:: EXTRAIT DU DOCUMENT

Direction Durbuy, plus précisément Bomal-sur-Ourthe, en province de Luxembourg, afin d’assister à la dix-neuvième édition du Durbuy Rock Festival, un des premiers festivals à tendance Metal et Hardcore de cet été. Après avoir parcouru de nombreuses rues zigzagantes au cœur des vallées de la région, je finis par arriver à un hall sportif, transformé pour l’occasion en terrain festivalier. Ici, pas de champs ou de terres désertes, nous sommes au cœur du village. Une fois passé les contrôles de sécurité (assez poussés, n’espérez pas introduire sur le site, boisson ou nourriture), on pénètre de suite dans l’espace où trône le podium principal du hall, dotée à sa gauche de tables pour le merchandising des groupes et à sa droite d’un long bar, histoire d’étancher la soif de ces fans de décibels. Une porte permet sur la droite d’accéder à l’extérieur, où est installée une estrade de taille plus modeste, entourée de part et d’autre de stands nourriture ou autres t-shirts. Vu l’affiche de ce premier jour, on peut dire que les cheveux longs (s’il en reste) et les vestes en cuir gagnent la mise. Principalement orientée Heavy-Thrash et Black Metal, la fin d’après-midi de ce vendredi a apparemment attiré un public de trentenaires. Les amplis sont branchés, les pompes a bière ronronnent et les saucisses commencent à griller : le festival peut commencer.
C’est aux Liégeois de Doganov qu’il revient la tâche d’ouvrir les hostilités. Il faut tout d’abord savoir que le Durbuy Rock organise quatre rencontres ponctuelles au cours de l’année. Baptisées tremplins, elles sont le théâtre d’une compétition entre groupes. Les vainqueurs sont alors sélectionnés pour participer au festival. Vous l’avez compris, Doganov est un des lauréats. Et il se produit sur la ‘stage’ extérieure. Le trio propose un mélange sombre de Metal et d’électro. Certes répétitif, il a permis aux cervicales des quelques personnes de se décoincer. Certaines esquissent même quelques pas de danse, histoire de se plonger dans l’ambiance.
Cette dernière va monter de quelques degrés quand Sublind, second vainqueur d’un tremplin, va nous balancer son Thrash rentre-dedans. ‘Eh les gars, on vient du Luxembourg et on fait du Thrash Metal alcoolique’ avance l’imposant Luca T., perfecto sur le dos et bière à la main. Teintée d’humour et de bonne humeur mais souffrant d’une certaine linéarité dans le ton, la musique de ces amoureux du houblon a cependant permis à l’assistance, d’atteindre un premier palier dans l’extrémité sonore promise en ce jour.

::::
:: JEU DE DONNÉES

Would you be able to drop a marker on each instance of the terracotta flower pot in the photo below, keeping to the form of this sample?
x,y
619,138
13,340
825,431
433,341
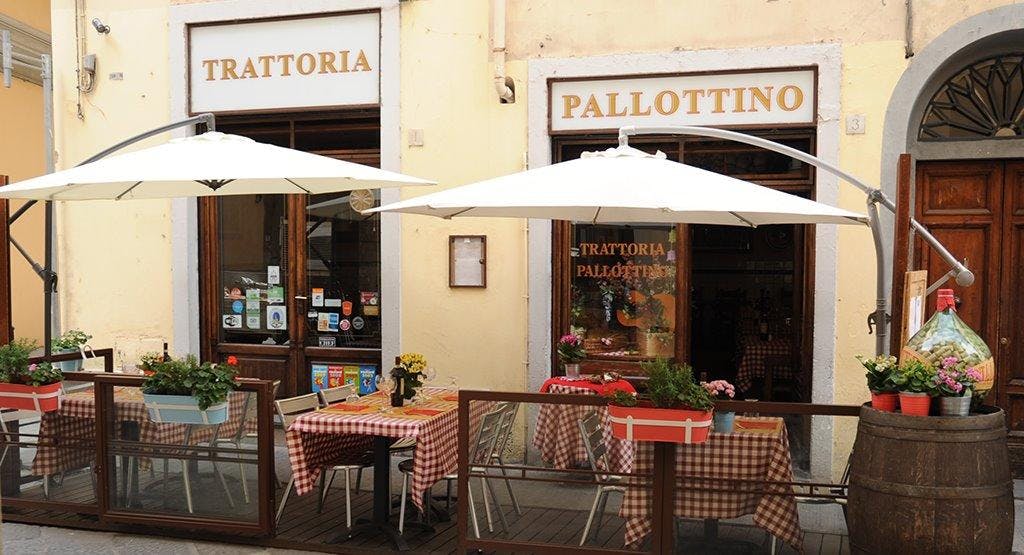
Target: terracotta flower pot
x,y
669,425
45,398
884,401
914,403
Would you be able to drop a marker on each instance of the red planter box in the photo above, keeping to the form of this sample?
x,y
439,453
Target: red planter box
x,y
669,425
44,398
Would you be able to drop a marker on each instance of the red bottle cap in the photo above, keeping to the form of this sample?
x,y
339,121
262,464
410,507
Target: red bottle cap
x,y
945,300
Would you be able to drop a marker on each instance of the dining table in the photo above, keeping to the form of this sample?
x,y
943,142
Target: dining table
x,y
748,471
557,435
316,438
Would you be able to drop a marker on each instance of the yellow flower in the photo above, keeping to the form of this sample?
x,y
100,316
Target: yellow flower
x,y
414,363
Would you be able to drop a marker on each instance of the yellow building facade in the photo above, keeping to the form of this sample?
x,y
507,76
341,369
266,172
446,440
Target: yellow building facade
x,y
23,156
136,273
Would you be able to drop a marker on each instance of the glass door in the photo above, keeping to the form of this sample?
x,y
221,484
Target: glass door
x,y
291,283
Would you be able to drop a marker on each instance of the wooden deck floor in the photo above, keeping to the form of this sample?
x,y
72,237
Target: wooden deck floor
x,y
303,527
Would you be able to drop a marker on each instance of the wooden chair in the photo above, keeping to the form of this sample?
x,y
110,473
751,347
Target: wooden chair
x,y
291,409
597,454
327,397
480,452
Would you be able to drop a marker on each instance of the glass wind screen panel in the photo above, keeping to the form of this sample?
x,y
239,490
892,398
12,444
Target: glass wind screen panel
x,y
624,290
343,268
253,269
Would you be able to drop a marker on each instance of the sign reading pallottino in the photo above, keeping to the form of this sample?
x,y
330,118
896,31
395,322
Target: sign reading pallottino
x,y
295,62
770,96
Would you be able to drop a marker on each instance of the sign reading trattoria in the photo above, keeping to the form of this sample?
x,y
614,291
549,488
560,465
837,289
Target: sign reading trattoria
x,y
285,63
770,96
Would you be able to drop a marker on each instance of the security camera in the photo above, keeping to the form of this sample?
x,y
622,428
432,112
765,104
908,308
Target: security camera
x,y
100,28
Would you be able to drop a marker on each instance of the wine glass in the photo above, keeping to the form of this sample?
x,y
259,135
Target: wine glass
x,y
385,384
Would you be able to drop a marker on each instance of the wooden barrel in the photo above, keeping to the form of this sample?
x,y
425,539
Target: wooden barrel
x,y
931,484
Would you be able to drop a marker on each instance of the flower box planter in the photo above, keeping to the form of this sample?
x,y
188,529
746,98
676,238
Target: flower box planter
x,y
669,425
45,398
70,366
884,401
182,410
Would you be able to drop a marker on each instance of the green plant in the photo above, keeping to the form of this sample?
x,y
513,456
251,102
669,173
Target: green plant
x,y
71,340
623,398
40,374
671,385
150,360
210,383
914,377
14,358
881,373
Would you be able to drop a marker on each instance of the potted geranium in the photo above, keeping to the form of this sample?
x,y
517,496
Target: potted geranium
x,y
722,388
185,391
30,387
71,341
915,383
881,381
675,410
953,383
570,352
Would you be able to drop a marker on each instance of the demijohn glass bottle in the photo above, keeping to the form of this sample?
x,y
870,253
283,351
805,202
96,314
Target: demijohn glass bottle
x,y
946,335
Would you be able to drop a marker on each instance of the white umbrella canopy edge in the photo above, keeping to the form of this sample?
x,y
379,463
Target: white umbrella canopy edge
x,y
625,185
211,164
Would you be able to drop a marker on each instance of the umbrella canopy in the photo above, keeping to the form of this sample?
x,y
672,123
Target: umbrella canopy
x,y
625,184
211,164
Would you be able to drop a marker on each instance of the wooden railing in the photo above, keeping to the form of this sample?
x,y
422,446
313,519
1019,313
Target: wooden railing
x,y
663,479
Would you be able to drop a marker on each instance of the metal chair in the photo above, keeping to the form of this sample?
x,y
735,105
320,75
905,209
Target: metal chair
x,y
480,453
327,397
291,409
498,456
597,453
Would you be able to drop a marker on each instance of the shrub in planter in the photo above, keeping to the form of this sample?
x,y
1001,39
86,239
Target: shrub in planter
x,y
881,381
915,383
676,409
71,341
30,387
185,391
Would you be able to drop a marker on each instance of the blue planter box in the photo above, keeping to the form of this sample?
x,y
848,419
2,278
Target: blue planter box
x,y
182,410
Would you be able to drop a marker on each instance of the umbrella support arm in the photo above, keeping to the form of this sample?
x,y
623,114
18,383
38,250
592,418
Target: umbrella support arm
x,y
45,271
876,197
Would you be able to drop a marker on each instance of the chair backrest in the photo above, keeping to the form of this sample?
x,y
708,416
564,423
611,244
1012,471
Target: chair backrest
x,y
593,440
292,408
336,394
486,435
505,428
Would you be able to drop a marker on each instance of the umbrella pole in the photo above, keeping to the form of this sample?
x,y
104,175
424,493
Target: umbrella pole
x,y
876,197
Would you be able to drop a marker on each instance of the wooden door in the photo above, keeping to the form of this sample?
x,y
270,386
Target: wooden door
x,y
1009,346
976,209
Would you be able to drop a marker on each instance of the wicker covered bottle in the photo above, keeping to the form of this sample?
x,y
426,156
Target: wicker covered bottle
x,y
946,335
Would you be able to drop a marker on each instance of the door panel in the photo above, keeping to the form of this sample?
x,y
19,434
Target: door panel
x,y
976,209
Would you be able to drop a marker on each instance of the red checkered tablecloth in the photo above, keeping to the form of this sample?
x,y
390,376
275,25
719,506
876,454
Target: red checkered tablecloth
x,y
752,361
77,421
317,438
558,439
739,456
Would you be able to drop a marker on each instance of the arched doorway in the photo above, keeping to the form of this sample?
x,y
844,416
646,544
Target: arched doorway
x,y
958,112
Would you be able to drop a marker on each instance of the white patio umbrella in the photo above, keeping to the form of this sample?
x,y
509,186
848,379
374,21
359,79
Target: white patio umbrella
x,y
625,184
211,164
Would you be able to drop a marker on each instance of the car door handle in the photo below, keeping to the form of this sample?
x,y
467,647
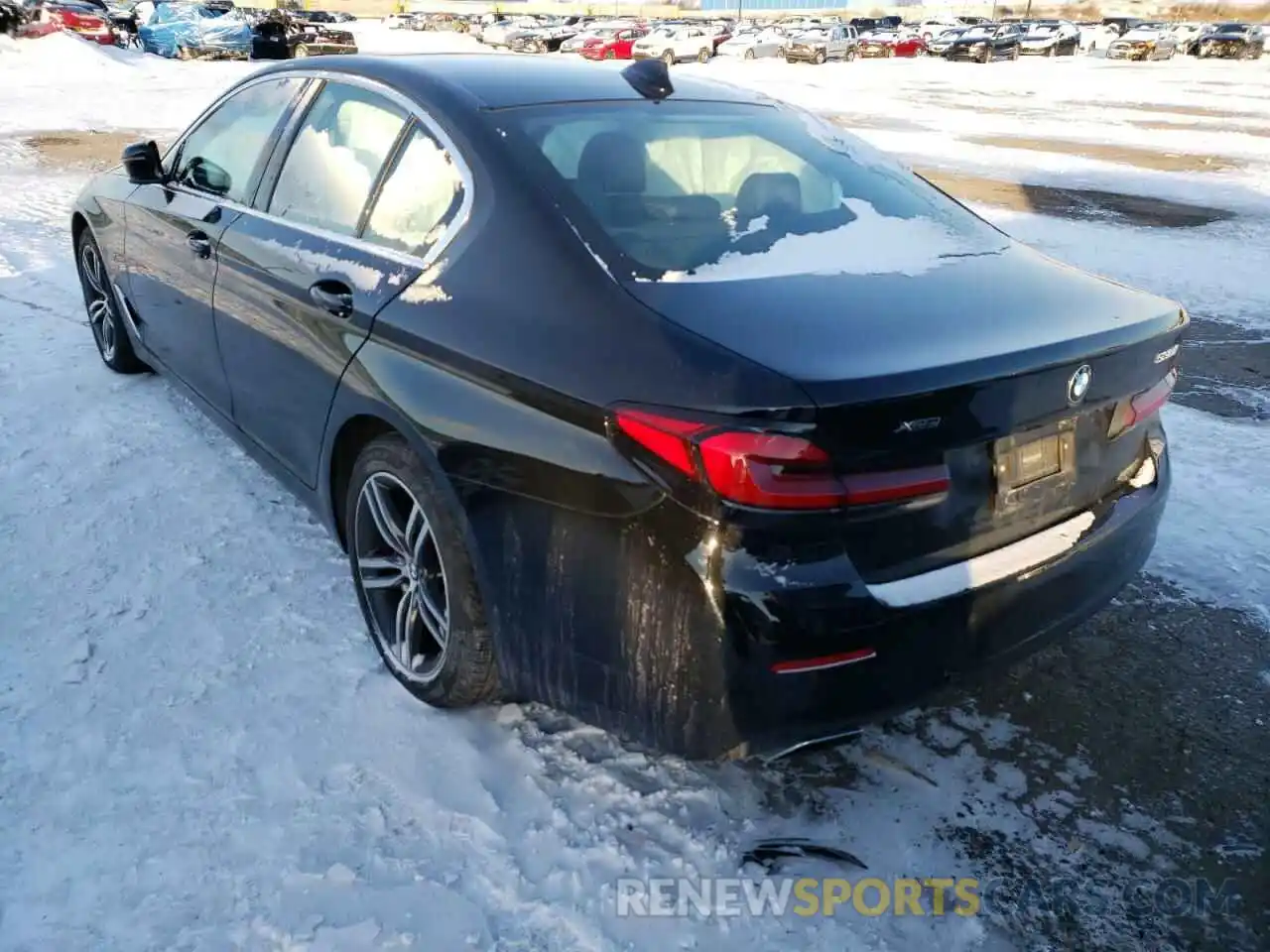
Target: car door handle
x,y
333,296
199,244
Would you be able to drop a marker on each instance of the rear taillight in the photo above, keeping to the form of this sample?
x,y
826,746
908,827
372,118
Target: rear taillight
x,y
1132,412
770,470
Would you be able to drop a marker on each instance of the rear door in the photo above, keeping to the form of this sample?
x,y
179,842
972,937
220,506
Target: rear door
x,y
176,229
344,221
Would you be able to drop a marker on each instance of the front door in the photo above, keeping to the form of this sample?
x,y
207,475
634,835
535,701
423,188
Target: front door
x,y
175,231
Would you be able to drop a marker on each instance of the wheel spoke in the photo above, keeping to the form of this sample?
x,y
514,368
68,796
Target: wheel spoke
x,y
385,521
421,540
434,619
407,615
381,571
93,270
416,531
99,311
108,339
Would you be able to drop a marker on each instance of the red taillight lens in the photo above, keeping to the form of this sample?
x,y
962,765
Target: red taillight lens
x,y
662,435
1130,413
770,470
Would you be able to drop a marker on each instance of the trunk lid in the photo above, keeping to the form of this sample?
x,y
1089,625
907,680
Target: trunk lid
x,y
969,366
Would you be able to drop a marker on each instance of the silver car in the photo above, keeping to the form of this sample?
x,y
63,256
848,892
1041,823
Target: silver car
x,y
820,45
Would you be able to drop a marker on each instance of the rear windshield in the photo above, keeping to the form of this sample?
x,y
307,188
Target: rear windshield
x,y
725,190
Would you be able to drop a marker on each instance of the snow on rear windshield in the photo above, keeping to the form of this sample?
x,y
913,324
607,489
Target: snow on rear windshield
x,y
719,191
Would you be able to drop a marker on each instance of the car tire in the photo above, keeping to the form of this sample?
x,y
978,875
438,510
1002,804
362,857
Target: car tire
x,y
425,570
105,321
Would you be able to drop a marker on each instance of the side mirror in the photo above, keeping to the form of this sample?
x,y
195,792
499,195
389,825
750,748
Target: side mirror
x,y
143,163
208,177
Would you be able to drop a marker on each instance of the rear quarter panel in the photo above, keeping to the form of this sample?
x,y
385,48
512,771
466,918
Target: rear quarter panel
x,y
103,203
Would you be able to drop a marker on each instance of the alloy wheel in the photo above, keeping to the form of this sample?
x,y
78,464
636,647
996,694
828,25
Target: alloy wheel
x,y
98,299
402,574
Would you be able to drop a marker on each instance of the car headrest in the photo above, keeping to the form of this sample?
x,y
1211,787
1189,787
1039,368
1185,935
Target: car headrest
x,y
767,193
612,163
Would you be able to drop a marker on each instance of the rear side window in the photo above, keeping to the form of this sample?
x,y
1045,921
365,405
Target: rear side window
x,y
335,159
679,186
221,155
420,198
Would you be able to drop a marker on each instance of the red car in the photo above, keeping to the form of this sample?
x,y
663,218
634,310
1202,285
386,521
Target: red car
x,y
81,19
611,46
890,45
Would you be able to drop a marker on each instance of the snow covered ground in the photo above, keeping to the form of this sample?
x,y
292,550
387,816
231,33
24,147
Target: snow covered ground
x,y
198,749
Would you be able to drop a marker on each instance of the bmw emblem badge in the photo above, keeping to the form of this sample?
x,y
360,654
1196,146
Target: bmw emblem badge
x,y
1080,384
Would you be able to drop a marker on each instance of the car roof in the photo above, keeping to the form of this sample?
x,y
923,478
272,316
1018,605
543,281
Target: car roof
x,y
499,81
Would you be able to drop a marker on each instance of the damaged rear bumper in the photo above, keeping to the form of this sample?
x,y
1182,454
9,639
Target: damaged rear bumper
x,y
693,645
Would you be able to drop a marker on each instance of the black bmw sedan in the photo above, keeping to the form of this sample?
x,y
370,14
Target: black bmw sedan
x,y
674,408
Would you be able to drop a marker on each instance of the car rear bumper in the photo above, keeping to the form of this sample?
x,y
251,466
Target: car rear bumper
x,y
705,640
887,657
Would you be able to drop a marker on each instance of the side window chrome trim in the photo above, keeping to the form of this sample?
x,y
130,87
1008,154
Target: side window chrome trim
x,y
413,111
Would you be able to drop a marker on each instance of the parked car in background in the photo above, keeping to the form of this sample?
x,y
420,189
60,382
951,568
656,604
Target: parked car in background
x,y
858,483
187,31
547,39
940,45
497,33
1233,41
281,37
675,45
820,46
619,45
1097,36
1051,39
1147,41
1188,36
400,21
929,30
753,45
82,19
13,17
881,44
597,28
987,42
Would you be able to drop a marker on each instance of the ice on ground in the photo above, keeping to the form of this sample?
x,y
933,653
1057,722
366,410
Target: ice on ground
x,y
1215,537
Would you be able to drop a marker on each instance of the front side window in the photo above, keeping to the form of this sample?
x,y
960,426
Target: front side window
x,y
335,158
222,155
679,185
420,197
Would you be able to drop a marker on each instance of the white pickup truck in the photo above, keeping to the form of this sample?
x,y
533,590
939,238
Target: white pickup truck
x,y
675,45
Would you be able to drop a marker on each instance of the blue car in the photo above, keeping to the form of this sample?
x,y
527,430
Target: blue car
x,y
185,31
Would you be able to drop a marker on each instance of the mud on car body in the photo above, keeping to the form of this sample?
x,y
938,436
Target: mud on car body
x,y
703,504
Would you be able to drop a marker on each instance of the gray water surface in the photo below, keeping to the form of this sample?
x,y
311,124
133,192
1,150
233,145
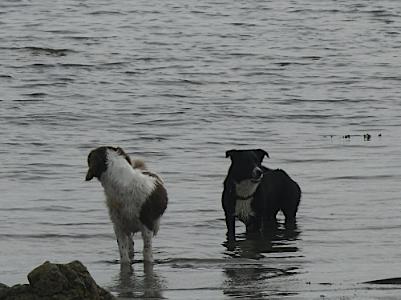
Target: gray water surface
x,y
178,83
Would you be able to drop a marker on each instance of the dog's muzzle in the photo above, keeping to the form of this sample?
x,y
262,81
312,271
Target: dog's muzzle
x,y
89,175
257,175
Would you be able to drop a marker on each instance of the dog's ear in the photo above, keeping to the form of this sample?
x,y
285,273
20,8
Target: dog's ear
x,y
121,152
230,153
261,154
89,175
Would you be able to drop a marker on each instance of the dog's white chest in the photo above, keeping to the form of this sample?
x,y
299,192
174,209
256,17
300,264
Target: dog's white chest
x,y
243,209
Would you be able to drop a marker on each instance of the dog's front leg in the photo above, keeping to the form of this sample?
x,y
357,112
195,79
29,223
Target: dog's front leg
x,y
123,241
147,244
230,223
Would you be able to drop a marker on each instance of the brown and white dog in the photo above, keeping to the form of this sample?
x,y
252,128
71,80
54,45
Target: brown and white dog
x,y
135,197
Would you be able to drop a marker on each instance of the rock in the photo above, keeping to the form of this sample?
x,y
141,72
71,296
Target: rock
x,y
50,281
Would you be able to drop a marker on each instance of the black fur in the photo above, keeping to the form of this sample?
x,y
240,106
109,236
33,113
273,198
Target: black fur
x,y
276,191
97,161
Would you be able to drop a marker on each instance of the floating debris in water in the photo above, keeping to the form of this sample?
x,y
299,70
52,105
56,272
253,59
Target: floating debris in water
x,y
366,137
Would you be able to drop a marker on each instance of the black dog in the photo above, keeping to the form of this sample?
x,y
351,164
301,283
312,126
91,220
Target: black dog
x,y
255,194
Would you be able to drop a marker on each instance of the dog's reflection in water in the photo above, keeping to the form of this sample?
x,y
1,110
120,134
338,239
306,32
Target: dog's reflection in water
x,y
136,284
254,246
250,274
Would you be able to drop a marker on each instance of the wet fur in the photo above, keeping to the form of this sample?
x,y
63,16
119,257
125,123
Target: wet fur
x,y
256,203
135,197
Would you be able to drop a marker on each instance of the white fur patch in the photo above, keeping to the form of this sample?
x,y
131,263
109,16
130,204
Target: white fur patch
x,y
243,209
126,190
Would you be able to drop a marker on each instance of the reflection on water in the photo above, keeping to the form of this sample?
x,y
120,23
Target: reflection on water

::::

Rédigez la suite du compte rendu consacré au Durbuy Rock Festival, en reprenant après sa dernière phrase.

**RÉPONSE ATTENDUE**:
Mais restons dans l’humour potache afin de voir ce que les Ardenne Heavy ont dans le ventre. S’affichant comme joueurs de Heavy à la sauce ardennaise, les Bastognards font dans le lourd. Tant sur le plan musical qu’humoristique. ‘Et voici une chanson qui parle de licornes et de petites libellules’, lâche Simon, guitariste/chanteur du groupe, avant d’envoyer une flopée de leurs cds au parterre devant eux. C’est ensuite torse nu qu’il descend du podium pour aller jouer au milieu de ses fans. Le combo ne révolutionne certes pas le genre, mais le moins qu’on puisse dire, c’est qu’il met l’ambiance !
Après cet échauffement d’un peu plus d’une heure et demie, les choses sérieuses peuvent à présent débuter. Rendez-vous sur le podium principal afin d’accueillir, comme il se doit, le premier des trois groupes étiquetés Black Metal de la soirée. Après avoir brûlé les planches pendant plus de dix ans, Carach Angren est considéré comme une des valeurs montantes du style. C’est le visage grimé en blanc et noir, tradition black-metalienne oblige, que le trio néerlandais prend d’assaut la scène. Vêtu d’un t-shirt gothique et d’un pantalon en latex noir, Seregor libère toute sa rage et sa hargne. A sa droite, Ardek, vêtu d’une tunique bordeaux en velours, insuffle, à l’aide de son clavier, le cachet ‘horreur et grandiloquence’ de leur musique. Muet tout le long du set, l’inquiétant Aradek ne cesse de fixer le public, roulant de temps à autre les yeux en arrière lors de passages endiablés. Puissant et précis dans l’exécution de ses morceaux, Carach Angren devrait certainement encore faire parler de lui, dans les années à venir.
Je quitte les ténèbres pour revenir à la lumière du jour. Le temps de faire la file en vue d’estomper ma faim d’un pain/saucisse ketchup moutarde crudités, je remarque qu’un quintet intéressant (le programme promet un doom/sludge expérimental) se prépare sur la scène extérieure. Impliquant notamment deux violonistes, Sub Rosa amorce son set et… c’est la déception. Incontestablement, Rebecca Vernon chante faux. Du début à la fin. Un voisin, apparemment tout aussi déçu, me confie ‘ne pas comprendre ce qui se joue actuellement, n’ayant rien à voir avec la version sur cd’. C’est lourd, confus et dérangeant.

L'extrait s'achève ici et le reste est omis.